- [What is expected] Identify each line in the listing below that contains the string "white", and copy every such line in full.

- [Supplied information]

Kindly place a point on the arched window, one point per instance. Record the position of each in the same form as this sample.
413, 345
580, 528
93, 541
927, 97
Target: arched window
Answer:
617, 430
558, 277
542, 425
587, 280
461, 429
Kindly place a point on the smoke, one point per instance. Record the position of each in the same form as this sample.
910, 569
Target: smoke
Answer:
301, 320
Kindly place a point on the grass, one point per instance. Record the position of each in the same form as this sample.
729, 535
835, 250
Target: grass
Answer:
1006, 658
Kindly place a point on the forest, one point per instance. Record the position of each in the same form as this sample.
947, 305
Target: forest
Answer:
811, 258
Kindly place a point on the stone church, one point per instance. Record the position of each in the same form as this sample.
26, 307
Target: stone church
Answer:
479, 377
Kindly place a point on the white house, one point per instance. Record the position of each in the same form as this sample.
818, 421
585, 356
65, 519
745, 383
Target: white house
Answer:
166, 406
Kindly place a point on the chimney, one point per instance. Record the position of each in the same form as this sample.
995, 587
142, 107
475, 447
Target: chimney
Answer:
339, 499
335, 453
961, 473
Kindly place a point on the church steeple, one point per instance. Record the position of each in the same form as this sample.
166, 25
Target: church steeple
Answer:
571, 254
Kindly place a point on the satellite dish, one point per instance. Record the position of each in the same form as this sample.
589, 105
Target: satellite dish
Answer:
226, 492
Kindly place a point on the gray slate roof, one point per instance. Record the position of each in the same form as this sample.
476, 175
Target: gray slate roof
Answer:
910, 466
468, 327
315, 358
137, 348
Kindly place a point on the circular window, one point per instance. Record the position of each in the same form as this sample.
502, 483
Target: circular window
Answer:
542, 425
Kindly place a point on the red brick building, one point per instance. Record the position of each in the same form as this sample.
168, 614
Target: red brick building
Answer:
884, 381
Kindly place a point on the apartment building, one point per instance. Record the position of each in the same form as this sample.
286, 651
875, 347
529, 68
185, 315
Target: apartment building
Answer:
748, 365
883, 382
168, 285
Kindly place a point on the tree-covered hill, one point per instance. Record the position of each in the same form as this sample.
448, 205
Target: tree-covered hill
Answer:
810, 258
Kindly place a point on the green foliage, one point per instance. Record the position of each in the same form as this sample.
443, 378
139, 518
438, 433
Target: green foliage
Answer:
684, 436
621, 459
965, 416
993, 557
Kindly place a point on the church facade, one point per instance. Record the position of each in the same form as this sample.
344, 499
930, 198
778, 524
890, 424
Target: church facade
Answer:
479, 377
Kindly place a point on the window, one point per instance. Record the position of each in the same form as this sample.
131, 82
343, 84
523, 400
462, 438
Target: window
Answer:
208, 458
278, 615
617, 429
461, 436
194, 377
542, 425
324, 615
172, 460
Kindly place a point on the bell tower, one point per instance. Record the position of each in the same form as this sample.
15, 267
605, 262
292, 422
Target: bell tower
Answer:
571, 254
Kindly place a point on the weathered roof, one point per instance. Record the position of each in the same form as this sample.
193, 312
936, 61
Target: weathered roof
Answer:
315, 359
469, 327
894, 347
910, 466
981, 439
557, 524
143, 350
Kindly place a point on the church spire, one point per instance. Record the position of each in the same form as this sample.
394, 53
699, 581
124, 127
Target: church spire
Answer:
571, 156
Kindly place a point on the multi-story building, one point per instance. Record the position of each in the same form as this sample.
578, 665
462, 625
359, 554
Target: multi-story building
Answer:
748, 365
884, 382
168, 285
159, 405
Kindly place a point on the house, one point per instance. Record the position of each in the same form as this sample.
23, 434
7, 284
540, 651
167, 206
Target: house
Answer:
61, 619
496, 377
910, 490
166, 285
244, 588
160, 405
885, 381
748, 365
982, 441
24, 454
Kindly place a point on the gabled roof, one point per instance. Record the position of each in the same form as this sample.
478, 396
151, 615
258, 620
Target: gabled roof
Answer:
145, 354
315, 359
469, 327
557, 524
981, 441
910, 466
---
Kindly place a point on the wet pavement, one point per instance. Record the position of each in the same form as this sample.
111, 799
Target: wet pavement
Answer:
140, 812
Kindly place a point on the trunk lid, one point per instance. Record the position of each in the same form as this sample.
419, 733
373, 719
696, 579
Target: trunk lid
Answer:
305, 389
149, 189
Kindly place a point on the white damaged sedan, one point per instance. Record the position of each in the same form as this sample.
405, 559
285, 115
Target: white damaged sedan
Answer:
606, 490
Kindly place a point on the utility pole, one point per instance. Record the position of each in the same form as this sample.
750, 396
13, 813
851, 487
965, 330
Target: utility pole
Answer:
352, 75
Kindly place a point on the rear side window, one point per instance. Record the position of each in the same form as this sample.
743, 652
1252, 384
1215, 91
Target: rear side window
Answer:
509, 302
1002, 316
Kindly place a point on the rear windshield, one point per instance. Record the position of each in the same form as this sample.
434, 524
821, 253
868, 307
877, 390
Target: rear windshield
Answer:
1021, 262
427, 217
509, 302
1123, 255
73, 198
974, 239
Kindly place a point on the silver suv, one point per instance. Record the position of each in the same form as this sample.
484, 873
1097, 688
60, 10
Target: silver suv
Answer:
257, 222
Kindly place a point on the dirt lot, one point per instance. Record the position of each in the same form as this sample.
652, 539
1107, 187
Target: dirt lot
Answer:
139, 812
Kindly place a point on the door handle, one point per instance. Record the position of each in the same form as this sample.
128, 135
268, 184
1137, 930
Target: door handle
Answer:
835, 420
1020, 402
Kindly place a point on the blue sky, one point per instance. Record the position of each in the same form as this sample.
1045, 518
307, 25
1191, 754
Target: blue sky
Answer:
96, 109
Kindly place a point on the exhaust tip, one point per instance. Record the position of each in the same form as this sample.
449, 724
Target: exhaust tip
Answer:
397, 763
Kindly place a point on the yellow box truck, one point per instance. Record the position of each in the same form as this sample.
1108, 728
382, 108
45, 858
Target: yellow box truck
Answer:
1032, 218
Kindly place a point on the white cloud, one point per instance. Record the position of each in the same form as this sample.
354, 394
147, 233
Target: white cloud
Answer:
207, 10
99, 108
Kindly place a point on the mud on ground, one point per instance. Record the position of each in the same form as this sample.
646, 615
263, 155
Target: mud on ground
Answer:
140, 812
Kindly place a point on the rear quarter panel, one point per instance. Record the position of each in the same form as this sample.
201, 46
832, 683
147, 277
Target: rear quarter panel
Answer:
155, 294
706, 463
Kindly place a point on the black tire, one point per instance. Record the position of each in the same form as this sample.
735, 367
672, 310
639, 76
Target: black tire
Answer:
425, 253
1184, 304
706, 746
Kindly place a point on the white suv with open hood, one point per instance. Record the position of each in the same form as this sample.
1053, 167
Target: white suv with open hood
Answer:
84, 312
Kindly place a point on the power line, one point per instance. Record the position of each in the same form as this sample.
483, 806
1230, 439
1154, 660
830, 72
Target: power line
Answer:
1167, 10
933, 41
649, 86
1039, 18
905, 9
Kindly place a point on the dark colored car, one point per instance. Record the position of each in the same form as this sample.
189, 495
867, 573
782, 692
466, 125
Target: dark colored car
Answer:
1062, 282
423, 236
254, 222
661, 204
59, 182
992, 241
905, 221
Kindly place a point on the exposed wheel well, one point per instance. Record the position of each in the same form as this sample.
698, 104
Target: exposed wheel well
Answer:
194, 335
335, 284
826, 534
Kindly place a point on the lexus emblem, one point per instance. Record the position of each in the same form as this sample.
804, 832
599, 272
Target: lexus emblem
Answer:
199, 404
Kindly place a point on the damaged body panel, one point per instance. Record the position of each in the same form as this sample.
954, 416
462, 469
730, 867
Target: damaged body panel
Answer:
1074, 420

- [Answer in full]
Kindly place a point on the white house, one point per instance. Record the position of each in the same form as this sample.
Target: white house
Kindly place a point on the white damaged sedan, one point per instance. Record the position of each in the same form as this sample.
Target: white damaged sedan
Kindly place a point on the white cloud, one point per instance. Record the position of each in the same form as this sample.
Target: white cloud
Kindly place a point on the white suv with open hood, one point per instance. Record the position of each in the same form as this sample.
Target: white suv with open hood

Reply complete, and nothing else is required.